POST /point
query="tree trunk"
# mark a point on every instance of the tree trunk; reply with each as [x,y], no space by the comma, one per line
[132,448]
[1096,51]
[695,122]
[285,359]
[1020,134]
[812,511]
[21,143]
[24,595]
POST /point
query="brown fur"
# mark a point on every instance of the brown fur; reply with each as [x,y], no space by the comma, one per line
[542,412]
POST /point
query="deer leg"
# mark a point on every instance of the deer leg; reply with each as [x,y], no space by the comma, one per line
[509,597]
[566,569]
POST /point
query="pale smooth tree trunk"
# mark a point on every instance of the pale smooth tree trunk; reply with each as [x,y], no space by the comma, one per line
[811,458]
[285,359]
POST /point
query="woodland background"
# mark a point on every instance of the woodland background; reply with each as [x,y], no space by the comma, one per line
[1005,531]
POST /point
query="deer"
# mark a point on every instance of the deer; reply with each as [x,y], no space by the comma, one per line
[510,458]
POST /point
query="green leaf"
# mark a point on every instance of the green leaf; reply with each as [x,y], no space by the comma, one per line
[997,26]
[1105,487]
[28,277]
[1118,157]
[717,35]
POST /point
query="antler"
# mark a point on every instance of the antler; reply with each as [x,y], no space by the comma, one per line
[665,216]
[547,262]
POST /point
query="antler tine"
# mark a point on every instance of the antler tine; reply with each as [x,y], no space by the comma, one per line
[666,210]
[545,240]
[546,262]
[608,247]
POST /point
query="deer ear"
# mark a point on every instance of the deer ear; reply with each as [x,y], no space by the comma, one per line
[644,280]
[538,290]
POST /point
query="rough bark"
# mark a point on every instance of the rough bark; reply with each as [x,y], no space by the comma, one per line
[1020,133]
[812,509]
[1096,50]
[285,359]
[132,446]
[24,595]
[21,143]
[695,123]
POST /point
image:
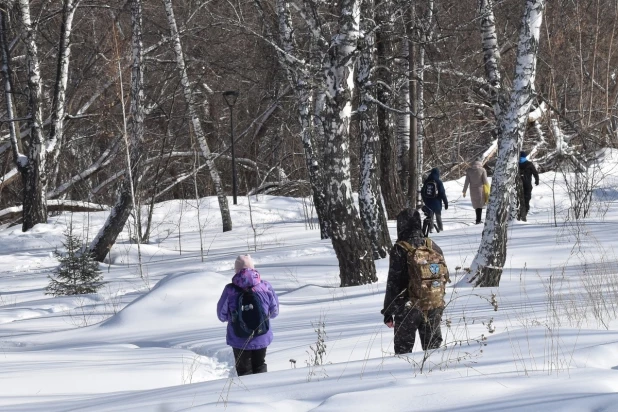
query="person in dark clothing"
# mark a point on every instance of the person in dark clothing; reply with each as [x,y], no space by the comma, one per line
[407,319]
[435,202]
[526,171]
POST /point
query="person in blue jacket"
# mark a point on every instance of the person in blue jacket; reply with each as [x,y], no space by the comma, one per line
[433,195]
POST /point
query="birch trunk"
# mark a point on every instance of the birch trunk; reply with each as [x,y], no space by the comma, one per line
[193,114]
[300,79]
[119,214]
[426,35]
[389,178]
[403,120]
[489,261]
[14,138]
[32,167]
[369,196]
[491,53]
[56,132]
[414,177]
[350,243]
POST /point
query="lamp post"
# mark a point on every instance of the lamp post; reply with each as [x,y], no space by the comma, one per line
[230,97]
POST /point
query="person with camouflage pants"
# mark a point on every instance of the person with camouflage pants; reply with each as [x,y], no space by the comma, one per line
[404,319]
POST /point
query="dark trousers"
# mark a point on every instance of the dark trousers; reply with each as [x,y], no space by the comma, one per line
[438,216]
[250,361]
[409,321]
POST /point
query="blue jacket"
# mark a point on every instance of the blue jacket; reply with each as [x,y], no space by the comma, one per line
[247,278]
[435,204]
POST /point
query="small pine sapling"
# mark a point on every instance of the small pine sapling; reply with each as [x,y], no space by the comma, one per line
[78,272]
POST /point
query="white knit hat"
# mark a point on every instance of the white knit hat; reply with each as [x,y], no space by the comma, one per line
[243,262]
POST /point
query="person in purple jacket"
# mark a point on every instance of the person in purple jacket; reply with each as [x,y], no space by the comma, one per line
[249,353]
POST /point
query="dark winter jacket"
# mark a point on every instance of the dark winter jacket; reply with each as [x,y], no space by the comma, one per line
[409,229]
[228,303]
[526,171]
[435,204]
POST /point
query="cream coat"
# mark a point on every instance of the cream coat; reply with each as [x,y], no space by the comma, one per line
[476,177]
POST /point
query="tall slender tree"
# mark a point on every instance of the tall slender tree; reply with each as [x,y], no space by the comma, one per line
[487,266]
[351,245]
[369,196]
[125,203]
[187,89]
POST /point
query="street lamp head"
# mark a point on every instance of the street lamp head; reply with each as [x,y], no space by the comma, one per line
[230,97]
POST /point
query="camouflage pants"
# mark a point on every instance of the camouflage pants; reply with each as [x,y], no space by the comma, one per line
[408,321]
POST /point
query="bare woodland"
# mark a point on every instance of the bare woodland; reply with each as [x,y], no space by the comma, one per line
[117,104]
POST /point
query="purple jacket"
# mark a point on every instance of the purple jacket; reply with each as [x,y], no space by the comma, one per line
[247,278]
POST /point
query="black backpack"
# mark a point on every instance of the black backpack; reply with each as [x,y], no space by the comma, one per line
──────────────────────────────
YOUR GOAL
Exclude the pictures and repeat every other part of the records word for word.

FULL OUTPUT
POST /point
query="tree trunk"
# mark a point on every instance of the tree trunk; reply with each as [x,y], no space by the comma, one per line
[132,448]
[1096,51]
[695,122]
[285,359]
[1020,134]
[812,511]
[21,143]
[24,595]
POST /point
query="brown fur"
# mark a point on every instance of the brown fur; reply with each as [x,y], no space by the comma, one per line
[542,412]
POST /point
query="deer leg"
# mark a point on every instance of the deer leg; reply with each as [x,y], no space by the comma, one per line
[509,597]
[566,569]
POST /point
query="pale smooth tree trunk"
# mark a point on every instance of the pale smooth tree trunk; reply with each as [x,y], no space by the comma, one per line
[811,458]
[285,359]
POST /point
query="woodland background"
# mark a point on every instance of the woodland background; reply with each as [x,y], no space by the comma, one per line
[1005,531]
POST /point
query="deer"
# mark a point on every instance of the deer; reply with each as [x,y], no space by the comma, one per line
[510,458]
POST /point
query="green leaf"
# mark a point on every instance of the green leaf; reply with each as [x,y], no space by the comma, one per line
[997,26]
[1105,487]
[28,277]
[1118,157]
[717,35]
POST /point
query="antler"
# mark a point on every instance of the antler; reply with each as [x,y], no space by the comma, one per line
[665,216]
[547,262]
POST /point
query="antler tine"
# mark a point on every instance of the antler tine; reply with each as [x,y], no space by the comma, one per line
[666,210]
[545,240]
[546,262]
[608,247]
POST /point
query="deer ear"
# mark a point on every instance of the deer ear; reply with each as [x,y], no space by the comma, one per line
[644,280]
[538,290]
POST /point
query="rough bark"
# mark a point on every instance of the rough bark; reply with each as [x,y], no space by the comma, one per line
[1020,133]
[812,509]
[1096,50]
[285,359]
[132,446]
[24,595]
[21,143]
[695,123]
POST /point
image:
query="person in dark clothing"
# mark a point on every instance of the person in dark clothing; reply with each as [x,y], no space by the comma, one per line
[407,319]
[435,202]
[526,171]
POST /point
query="person in blue jacket"
# mark a point on every instance of the person in blue jacket; reply with each as [x,y], no space by the comma, one per line
[433,195]
POST /point
query="birch trunk"
# mark a point on every instance of the birch trunk; reply with each as [x,y], no space by the comma, one per line
[193,114]
[300,79]
[119,214]
[426,35]
[389,178]
[403,120]
[489,261]
[14,138]
[32,167]
[369,196]
[491,53]
[56,132]
[414,177]
[350,243]
POST /point
query="lamp post"
# mark a point on every instance of the lamp post; reply with each as [x,y], no space by the comma, one per line
[230,97]
POST /point
query="person with camouflage pants"
# mark a point on every instance of the person with camouflage pants; reply with each as [x,y], no space by the comma, one per line
[404,319]
POST /point
query="dark trousers"
# mark a point on every instance of the dark trousers; reply with each as [x,y], no space by the comma, one per line
[438,216]
[250,361]
[409,321]
POST /point
query="blue jacket"
# mark a point on every instance of the blue jacket; reply with each as [x,y], no space by the comma, one per line
[247,278]
[435,204]
POST /point
query="small pine sapling"
# mark a point on every instance of the small pine sapling; reply with each as [x,y], no space by the comma, one per line
[78,272]
POST /point
query="white knit hat"
# mark a point on every instance of the white knit hat; reply with each as [x,y], no space by the comma, one per line
[243,262]
POST /point
query="person in purple jacket"
# mark a point on every instance of the person in purple jacket; reply with each as [x,y], no space by the comma, one per line
[249,353]
POST /point
query="dark winter jacket"
# mark a point on every instance of the dark winter jacket; reply with each as [x,y], no space by the comma, one per line
[409,229]
[228,303]
[526,171]
[435,204]
POST /point
query="cream coat"
# mark a point on every instance of the cream coat; reply with each as [x,y], no space by the comma, one per line
[476,177]
POST /point
query="tall slender tree"
# mark a point on every instance of the tall slender tree; reply with each as [x,y], no space by the comma, one per line
[487,266]
[351,245]
[369,196]
[125,203]
[187,89]
POST /point
query="street lamp head"
# mark a point on every instance of the street lamp head; reply with each as [x,y], no space by the comma, one per line
[230,97]
POST /point
query="camouflage pants"
# mark a point on every instance of the camouflage pants; reply with each as [x,y], no space by the comma, one per line
[408,321]
POST /point
query="bare woodland"
# mark a point on every instance of the bare woodland; reply with each as [x,y], no space by the comma, one per line
[117,104]
POST /point
query="purple jacket"
# mark a point on every instance of the purple jacket; reply with each as [x,y], no space by the comma, one per line
[247,278]
POST /point
query="black backpack"
# mark a point on every instance of the black backpack; reply with each as [x,y], no space by the comma, one per line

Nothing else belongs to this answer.